ACTIVITY.
Treat the line containing "Point to the loon." as the first line of the answer and the last line of the data as its final line, reproducing every line between exactly.
** PROVIDED MATERIAL follows **
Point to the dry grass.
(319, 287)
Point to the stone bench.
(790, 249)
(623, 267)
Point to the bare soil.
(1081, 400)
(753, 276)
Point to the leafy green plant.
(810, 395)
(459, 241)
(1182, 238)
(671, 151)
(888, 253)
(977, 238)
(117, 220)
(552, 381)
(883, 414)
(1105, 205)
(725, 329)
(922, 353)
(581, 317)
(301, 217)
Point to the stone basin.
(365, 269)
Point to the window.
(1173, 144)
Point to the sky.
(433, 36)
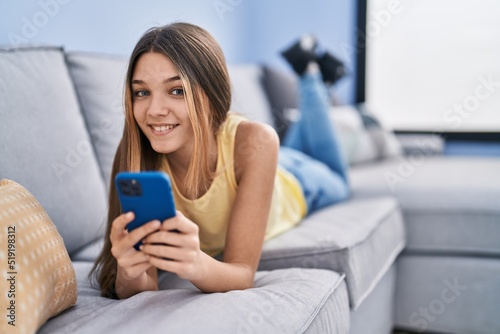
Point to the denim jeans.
(310, 149)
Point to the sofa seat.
(450, 204)
(283, 301)
(359, 237)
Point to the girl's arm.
(256, 157)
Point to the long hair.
(207, 90)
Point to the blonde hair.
(203, 72)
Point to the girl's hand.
(175, 247)
(131, 263)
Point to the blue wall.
(248, 30)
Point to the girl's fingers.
(164, 252)
(118, 226)
(134, 259)
(129, 239)
(180, 224)
(140, 233)
(164, 237)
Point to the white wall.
(248, 30)
(428, 64)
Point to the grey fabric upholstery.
(448, 294)
(45, 144)
(283, 301)
(450, 204)
(249, 98)
(99, 83)
(376, 313)
(361, 238)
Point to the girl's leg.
(313, 133)
(320, 185)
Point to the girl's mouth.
(163, 129)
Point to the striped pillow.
(38, 280)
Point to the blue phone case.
(147, 194)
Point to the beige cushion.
(37, 277)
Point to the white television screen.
(434, 65)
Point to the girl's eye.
(141, 93)
(178, 91)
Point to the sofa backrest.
(45, 145)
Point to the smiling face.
(159, 104)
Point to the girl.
(229, 191)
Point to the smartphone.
(147, 194)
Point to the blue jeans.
(311, 151)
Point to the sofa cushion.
(283, 301)
(49, 150)
(248, 96)
(450, 204)
(38, 278)
(281, 91)
(448, 294)
(359, 237)
(99, 82)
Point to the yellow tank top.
(211, 211)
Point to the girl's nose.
(158, 107)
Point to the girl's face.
(159, 105)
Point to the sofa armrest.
(428, 144)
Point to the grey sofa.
(420, 251)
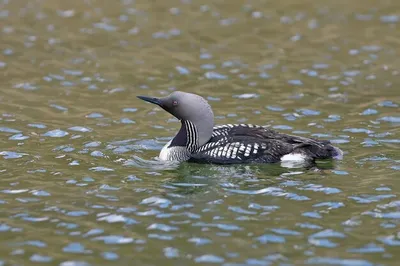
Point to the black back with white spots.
(244, 143)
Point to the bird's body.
(198, 140)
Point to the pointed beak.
(153, 100)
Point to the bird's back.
(246, 143)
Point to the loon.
(199, 140)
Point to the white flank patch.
(164, 152)
(293, 160)
(297, 157)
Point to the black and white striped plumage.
(244, 143)
(198, 140)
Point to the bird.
(199, 140)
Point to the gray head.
(188, 107)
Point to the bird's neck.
(191, 136)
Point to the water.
(79, 183)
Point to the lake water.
(79, 181)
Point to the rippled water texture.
** End of PROVIDED MATERIAL **
THE COMPLETED TASK.
Point to the loon.
(199, 140)
Point to the white flank patch.
(164, 152)
(293, 160)
(297, 157)
Point to the black and white striped plumage.
(244, 143)
(198, 140)
Point to the bird.
(199, 140)
Point to the gray head.
(188, 107)
Point to the bird's neck.
(191, 136)
Point to the water.
(79, 183)
Point to the lake water.
(79, 181)
Point to the rippled water texture.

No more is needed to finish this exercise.